Exercise requirements
Please copy every one of the following entries line for line, changing nothing.

======

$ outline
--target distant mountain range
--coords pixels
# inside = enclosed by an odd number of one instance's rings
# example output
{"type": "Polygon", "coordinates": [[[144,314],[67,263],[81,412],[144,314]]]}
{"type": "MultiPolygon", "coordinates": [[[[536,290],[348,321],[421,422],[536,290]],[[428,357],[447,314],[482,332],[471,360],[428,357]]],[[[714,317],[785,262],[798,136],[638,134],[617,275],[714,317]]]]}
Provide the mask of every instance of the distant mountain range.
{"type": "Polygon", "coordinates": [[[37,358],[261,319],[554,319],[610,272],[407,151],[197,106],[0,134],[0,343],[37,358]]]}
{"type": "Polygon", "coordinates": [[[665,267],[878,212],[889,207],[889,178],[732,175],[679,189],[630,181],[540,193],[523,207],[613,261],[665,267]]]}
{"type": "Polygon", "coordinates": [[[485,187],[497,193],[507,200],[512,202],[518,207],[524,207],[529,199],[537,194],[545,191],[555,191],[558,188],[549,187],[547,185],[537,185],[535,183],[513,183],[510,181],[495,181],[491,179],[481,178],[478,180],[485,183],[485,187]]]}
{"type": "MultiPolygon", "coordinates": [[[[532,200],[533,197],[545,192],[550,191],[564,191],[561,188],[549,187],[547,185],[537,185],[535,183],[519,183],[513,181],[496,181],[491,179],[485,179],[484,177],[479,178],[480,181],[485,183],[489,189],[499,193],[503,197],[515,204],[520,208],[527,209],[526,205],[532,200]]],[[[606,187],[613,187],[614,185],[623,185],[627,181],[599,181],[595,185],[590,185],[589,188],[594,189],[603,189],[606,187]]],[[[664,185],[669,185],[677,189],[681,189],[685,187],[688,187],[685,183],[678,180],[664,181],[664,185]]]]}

======

Reply
$ outline
--target distant mountain range
--coords pixels
# inside = enclosed by an odd number of one instance's rings
# example output
{"type": "Polygon", "coordinates": [[[144,314],[67,263],[81,412],[144,314]]]}
{"type": "MultiPolygon", "coordinates": [[[[536,290],[348,321],[421,422],[536,290]],[[428,357],[447,314],[482,332],[471,360],[428,357]]],[[[714,317],[785,262],[798,136],[638,134],[617,275],[714,317]]]]}
Provide the mask of every instance of the distant mountain range.
{"type": "Polygon", "coordinates": [[[37,358],[261,319],[554,319],[610,272],[407,151],[197,106],[0,134],[0,343],[37,358]]]}
{"type": "Polygon", "coordinates": [[[665,267],[878,212],[889,207],[889,178],[732,175],[679,189],[630,181],[540,193],[523,207],[613,261],[665,267]]]}
{"type": "Polygon", "coordinates": [[[485,187],[497,193],[507,200],[512,202],[518,207],[524,207],[529,199],[537,194],[545,191],[555,191],[558,188],[549,187],[547,185],[537,185],[535,183],[513,183],[510,181],[495,181],[491,179],[481,178],[478,180],[485,183],[485,187]]]}
{"type": "MultiPolygon", "coordinates": [[[[532,200],[533,197],[545,192],[550,191],[564,191],[561,188],[549,187],[547,185],[537,185],[535,183],[519,183],[513,181],[496,181],[491,179],[485,179],[484,177],[479,178],[480,181],[485,183],[489,189],[499,193],[503,197],[515,204],[520,208],[527,209],[526,205],[532,200]]],[[[606,187],[613,187],[614,185],[623,185],[627,181],[599,181],[595,185],[590,185],[589,188],[594,189],[603,189],[606,187]]],[[[664,185],[669,185],[677,189],[681,189],[685,187],[688,187],[685,183],[678,180],[664,181],[664,185]]]]}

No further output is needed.